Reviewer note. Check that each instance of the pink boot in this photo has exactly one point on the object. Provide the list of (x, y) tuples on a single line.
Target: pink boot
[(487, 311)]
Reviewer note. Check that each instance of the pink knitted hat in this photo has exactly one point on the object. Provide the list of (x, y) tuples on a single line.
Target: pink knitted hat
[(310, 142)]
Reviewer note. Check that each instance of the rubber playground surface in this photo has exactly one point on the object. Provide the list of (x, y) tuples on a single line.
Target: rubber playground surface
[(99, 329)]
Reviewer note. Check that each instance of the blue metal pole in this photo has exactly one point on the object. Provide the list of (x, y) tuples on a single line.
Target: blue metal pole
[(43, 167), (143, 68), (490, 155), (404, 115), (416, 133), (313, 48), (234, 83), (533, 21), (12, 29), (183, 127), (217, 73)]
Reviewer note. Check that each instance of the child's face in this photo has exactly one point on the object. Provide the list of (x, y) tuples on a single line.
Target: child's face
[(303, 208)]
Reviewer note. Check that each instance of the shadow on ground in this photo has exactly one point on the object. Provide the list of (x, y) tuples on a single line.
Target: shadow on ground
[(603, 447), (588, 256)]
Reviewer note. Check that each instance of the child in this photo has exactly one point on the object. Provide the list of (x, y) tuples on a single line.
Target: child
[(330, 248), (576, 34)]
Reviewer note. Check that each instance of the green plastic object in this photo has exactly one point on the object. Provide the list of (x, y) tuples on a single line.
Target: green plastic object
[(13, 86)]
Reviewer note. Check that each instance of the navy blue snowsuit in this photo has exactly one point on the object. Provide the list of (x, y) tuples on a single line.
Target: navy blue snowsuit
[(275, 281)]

TASK DESCRIPTION: Write out every entry above line for line, with nothing changed.

ANSWER BELOW:
Reviewer note. Check that each instance of the pink boot in this photo has exactly one point on the object. Provide the list of (x, y) tuples on a single line.
Target: pink boot
[(487, 311)]
Reviewer note. Check that each instance of the pink knitted hat in this photo has exactly one point on the object. Provide the list of (x, y) tuples on a single line.
Target: pink knitted hat
[(310, 142)]
Reviewer note. Check that each instance of the rubber playground surface in this photo has exactly one point on the object. Provide the list of (x, y) tuples on a single line.
Target: rubber playground surface
[(99, 329)]
Reviewer note. Check that each instance of the blue metal pole in this photo has exactly one point on the object. Provide the list of (x, y) tuples on a single line.
Target: blue metal pole
[(43, 167), (143, 68), (490, 155), (404, 115), (416, 133), (313, 48), (234, 83), (533, 21), (12, 29), (183, 127), (217, 73)]
Reviewer note. Check that each instance of the child's face in this photo has exactly one point on the object. Provide the list of (x, y) tuples on a single line.
Target: child's face
[(303, 208)]
Reviewer note. Check that each instance of the shadow on ground in this photo has exactly one point on the object. Provide the list of (x, y) tuples on a single line.
Target: shadow on ground
[(603, 447), (588, 256)]
Reviewer note. Check that each instance of the child in this photo has exactly one point on the object. Provide the list of (x, y) tuples on a single line.
Target: child
[(330, 248), (576, 34)]
Reviewer note. Check that each instance of the green plastic object in this photo has exactly one point on the object. Provide the list of (x, y) tuples on a single line.
Target: green plastic object
[(13, 86)]
Reviewer note. Check that each instance of the navy blue snowsuit in this photo has exactly one point on the object. Provide the list of (x, y) tuples on a single line.
Target: navy blue snowsuit
[(275, 281)]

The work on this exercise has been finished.